**TEXT EXCERPT:**
Processes and Business Methods and Cabbages and Kings!



One hundred years from now, each nineteenth day of June, grandfathers may tell their grandchildren (or whatever cyborg abominations pass for grandchildren by then) the story of Alice, a precocious young corporation who followed the white rabbit of Process down its hole to meet the March hare that is Business Method.1 It was all rather abstract, and it took place on the very same count of June in the year of our Common Era, 2014.
Section 101 of Title 35 of the United States Code lists four classes of invention eligible for patent protection—“process[es], machine[s], manufacture[s], [and] composition[s] of matter.”2 Since the Age of Antiquity (A.K.A. the 40’s and earlier), when judicial opinions were chiseled on cave walls, the Supreme Court of the United States has maintained that § 101 contains an “implicit exception for ‘laws of nature, natural phenomena, and abstract ideas.’”3 The United States Court of Appeals for the Federal Circuit recognized a further exception for business methods, until its opinion in State Street Bank & Trust Co. v. Signature Financial Group, Inc. ended the prohibition.4
The current blog entry takes a brief look (it’s probably already half over) at the current understanding of the “abstract idea” exception to § 101 eligibility in light of the recent holding in Alice. Should the Fates align and this series continue, later installments will further explore process patents, business method patents, and the extent to which they are eligible for patent protection. Finally, should the blogger grow bored (or hunger for the torment of unfortunate readers), the series will culminate in quick-and-dirty roadmap through the Wonderland of § 101 to patentability of these precious process and business method inventions.

**EXERCISE BRIEF:** In the blog entry on patent eligibility, which four classes of invention does Section 101 list as eligible for patent protection?

**SUPPLIED INFORMATION:**
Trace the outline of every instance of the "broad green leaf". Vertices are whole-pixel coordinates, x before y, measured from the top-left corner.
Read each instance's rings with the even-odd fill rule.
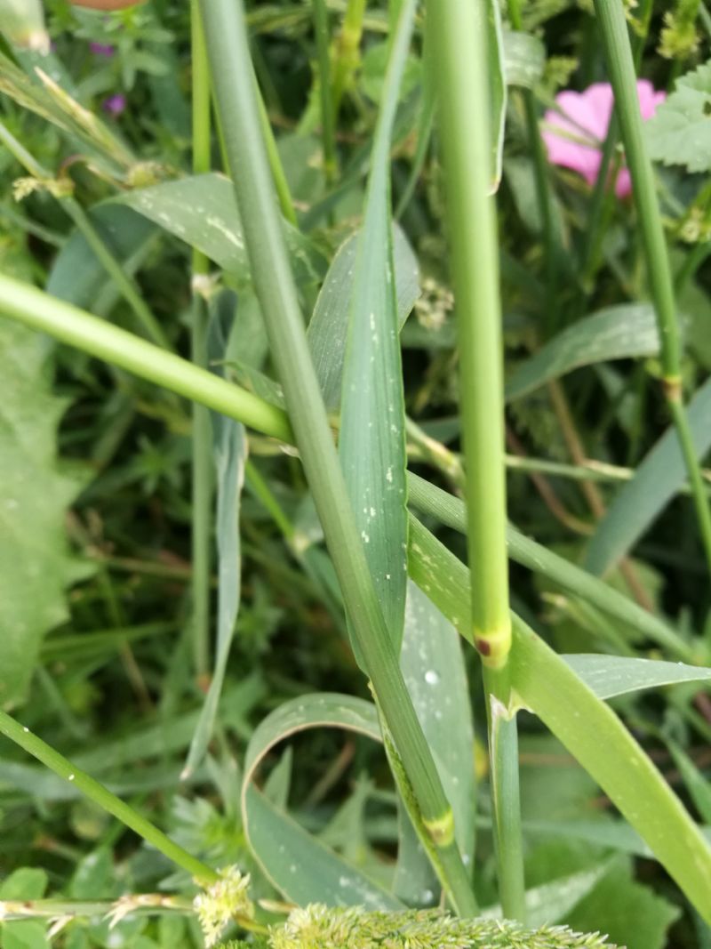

**TASK RESPONSE:** Processes, machines, manufactures, and compositions of matter.